**AIM OF THE EXERCISE:**
Render every line of the items below as a numbered list, omitting blank lines.

Annotated coordinate records
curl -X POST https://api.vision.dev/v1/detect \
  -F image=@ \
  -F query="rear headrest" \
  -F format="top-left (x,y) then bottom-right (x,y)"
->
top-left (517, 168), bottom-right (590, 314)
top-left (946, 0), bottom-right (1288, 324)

**RESPONSE:**
1. curl -X POST https://api.vision.dev/v1/detect \
2.   -F image=@ \
3.   -F query="rear headrest" \
4.   -F format="top-left (x,y) then bottom-right (x,y)"
5. ->
6. top-left (517, 168), bottom-right (590, 314)
7. top-left (946, 0), bottom-right (1288, 324)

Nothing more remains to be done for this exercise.